## AIM
Pull every line from the data below that contains the string "yellow". Case counts.

- - -

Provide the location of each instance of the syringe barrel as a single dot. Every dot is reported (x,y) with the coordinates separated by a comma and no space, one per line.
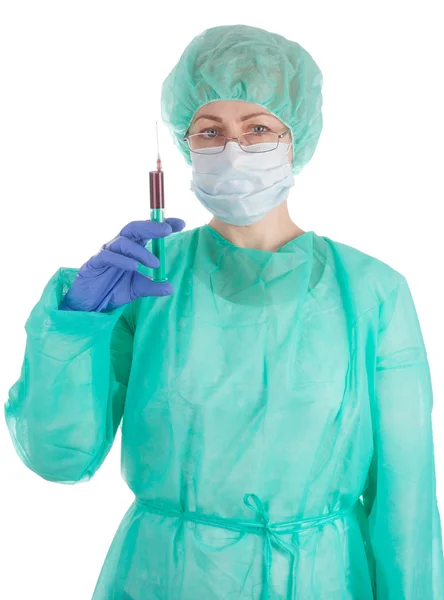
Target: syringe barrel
(157,198)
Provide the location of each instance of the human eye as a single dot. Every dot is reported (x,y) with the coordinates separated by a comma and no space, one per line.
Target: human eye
(209,131)
(264,127)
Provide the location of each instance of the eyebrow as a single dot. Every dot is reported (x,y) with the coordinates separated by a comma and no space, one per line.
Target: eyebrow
(245,118)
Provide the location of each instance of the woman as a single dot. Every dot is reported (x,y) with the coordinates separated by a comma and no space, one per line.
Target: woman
(276,408)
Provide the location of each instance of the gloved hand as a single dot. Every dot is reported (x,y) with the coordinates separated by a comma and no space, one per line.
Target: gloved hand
(110,278)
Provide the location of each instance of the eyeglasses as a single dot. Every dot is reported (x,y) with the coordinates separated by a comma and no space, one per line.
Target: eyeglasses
(205,143)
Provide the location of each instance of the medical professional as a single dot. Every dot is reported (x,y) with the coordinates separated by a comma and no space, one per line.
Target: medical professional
(274,396)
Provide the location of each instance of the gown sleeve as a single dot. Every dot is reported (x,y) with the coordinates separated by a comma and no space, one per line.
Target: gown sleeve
(63,412)
(401,502)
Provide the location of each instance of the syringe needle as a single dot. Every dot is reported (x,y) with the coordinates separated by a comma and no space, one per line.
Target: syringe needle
(159,164)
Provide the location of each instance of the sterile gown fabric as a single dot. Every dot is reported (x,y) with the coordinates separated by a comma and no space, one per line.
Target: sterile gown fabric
(276,428)
(240,62)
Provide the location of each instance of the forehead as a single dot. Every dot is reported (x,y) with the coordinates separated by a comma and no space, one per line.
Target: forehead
(230,109)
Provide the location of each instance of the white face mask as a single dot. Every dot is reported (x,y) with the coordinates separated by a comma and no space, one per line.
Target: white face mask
(241,187)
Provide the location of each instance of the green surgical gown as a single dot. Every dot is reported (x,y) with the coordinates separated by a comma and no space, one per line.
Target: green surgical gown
(276,425)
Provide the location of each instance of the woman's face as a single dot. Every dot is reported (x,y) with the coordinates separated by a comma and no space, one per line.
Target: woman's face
(234,117)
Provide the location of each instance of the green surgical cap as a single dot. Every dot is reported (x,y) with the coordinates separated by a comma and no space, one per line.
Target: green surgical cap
(239,62)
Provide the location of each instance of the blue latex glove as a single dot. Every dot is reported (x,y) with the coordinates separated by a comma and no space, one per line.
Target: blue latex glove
(110,278)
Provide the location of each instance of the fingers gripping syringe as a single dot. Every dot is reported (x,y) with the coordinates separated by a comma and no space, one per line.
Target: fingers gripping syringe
(157,204)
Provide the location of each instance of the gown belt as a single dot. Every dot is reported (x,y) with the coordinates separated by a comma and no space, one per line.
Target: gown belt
(270,531)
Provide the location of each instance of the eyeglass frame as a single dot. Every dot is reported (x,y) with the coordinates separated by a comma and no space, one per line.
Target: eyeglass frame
(280,135)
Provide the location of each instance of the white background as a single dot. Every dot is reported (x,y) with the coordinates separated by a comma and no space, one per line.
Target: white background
(80,94)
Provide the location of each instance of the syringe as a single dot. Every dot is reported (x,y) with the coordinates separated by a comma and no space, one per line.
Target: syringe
(157,203)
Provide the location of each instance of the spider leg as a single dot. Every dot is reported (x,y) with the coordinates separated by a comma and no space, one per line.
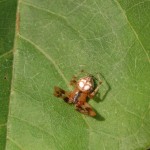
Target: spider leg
(58,92)
(85,109)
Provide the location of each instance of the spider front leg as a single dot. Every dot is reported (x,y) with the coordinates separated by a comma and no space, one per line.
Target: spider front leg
(58,92)
(85,109)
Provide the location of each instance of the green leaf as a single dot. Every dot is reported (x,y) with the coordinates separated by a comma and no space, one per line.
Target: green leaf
(57,39)
(7,30)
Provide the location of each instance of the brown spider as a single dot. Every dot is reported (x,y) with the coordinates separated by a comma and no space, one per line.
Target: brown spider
(83,88)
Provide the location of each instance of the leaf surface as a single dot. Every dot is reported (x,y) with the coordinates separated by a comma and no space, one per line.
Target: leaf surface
(57,39)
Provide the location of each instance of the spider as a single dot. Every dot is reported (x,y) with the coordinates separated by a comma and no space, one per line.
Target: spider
(84,88)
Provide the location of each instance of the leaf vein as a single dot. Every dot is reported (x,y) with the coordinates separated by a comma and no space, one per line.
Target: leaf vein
(48,57)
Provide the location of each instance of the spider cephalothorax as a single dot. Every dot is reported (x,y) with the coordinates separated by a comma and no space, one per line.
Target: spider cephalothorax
(83,88)
(86,84)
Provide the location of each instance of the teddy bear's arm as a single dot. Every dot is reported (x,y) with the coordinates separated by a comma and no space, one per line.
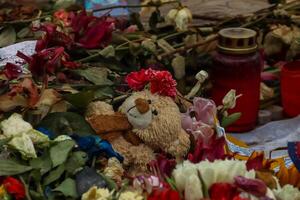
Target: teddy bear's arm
(109,123)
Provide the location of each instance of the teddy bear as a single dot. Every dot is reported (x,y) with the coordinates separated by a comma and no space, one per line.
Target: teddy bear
(145,123)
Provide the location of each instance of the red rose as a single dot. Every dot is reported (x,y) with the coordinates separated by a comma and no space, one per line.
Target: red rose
(163,83)
(12,71)
(65,17)
(138,80)
(164,194)
(224,191)
(14,187)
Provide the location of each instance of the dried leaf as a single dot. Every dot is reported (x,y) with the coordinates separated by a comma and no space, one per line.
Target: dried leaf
(95,75)
(228,120)
(7,36)
(43,163)
(59,153)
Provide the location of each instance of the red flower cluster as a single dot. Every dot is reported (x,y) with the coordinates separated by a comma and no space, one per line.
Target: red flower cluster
(64,16)
(164,194)
(14,187)
(162,165)
(47,61)
(86,31)
(161,82)
(92,32)
(12,71)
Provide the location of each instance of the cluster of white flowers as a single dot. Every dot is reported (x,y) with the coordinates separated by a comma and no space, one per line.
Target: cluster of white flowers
(188,174)
(95,193)
(23,136)
(180,17)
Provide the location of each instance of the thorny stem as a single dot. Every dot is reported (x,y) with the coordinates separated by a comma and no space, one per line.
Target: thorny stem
(136,6)
(181,49)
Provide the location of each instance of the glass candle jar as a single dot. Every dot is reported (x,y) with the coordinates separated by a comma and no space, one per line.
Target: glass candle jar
(237,65)
(290,88)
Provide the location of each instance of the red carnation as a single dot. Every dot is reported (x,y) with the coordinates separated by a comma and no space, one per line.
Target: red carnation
(47,61)
(161,82)
(14,187)
(64,16)
(138,80)
(12,71)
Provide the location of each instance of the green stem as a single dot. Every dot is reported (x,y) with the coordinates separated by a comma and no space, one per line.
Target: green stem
(26,188)
(135,6)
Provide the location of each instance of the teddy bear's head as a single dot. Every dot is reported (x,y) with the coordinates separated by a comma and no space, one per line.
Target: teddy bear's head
(155,119)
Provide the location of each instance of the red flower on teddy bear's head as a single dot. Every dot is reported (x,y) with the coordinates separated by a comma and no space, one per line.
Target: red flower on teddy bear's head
(161,82)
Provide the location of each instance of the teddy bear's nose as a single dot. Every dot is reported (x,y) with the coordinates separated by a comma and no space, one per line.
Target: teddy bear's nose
(142,105)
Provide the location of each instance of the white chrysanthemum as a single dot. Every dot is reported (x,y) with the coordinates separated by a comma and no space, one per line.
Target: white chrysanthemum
(187,174)
(130,195)
(193,188)
(15,125)
(95,193)
(24,145)
(288,192)
(182,172)
(213,172)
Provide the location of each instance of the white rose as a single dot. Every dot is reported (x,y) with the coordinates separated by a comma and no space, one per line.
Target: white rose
(183,18)
(15,125)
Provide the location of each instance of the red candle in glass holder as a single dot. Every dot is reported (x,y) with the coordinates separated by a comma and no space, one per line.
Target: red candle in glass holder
(237,65)
(290,88)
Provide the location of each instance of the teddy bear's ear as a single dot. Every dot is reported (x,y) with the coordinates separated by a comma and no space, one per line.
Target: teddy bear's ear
(109,123)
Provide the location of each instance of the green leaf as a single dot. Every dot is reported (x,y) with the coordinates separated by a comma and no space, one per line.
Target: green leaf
(68,188)
(228,120)
(54,175)
(24,32)
(135,48)
(82,99)
(96,75)
(7,36)
(59,153)
(9,168)
(62,123)
(43,163)
(4,141)
(76,161)
(110,183)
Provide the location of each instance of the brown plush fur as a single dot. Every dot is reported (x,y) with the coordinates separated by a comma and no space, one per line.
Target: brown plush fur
(164,132)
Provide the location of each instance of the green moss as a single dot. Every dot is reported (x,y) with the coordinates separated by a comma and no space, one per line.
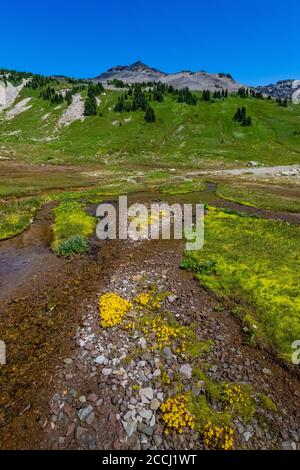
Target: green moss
(71,228)
(267,197)
(203,412)
(254,262)
(267,403)
(17,214)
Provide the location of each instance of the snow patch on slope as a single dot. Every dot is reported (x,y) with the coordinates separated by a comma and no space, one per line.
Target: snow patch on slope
(19,108)
(9,93)
(74,112)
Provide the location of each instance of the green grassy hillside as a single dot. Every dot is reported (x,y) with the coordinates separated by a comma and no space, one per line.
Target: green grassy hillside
(183,135)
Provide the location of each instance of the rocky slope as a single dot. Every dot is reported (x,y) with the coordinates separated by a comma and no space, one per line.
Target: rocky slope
(139,72)
(289,89)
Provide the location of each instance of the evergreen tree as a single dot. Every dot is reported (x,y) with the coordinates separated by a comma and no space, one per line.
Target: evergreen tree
(90,106)
(150,115)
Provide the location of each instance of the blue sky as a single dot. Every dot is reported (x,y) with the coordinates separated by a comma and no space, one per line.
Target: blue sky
(256,41)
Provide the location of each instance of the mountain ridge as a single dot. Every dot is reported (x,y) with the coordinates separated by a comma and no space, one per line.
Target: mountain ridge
(141,72)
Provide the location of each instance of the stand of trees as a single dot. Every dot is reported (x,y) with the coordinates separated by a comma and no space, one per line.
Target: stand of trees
(90,104)
(150,115)
(281,102)
(241,117)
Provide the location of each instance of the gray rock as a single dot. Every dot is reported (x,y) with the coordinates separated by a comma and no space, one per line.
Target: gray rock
(83,413)
(186,371)
(288,445)
(129,427)
(101,359)
(80,432)
(90,419)
(146,392)
(144,429)
(68,361)
(146,414)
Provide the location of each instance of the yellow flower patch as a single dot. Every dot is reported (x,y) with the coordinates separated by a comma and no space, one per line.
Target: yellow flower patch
(218,437)
(113,309)
(176,415)
(165,334)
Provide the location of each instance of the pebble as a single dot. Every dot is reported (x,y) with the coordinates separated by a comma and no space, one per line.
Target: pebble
(186,371)
(130,427)
(146,393)
(68,361)
(146,414)
(83,413)
(144,429)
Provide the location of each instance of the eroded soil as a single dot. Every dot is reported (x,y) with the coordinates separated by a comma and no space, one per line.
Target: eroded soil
(50,323)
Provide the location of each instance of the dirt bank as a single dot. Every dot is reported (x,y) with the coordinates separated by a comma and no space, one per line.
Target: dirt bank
(50,323)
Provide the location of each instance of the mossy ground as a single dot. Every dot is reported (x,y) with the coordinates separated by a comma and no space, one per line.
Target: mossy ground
(254,261)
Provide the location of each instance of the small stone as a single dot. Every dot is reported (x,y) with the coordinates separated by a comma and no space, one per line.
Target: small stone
(68,361)
(288,445)
(101,359)
(92,397)
(83,413)
(144,429)
(80,432)
(89,420)
(146,393)
(130,427)
(186,371)
(146,414)
(155,404)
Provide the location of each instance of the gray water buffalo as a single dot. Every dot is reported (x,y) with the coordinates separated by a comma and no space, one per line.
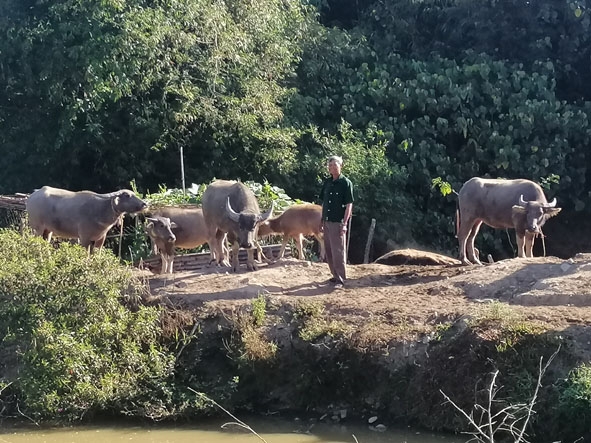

- - -

## COMPLETED EXERCISE
Provide the location of each instance of the yellow flower patch as a single dot. Every dot is reported (x,y) with the coordinates separated by a comma and no space, one per line.
Target: yellow flower patch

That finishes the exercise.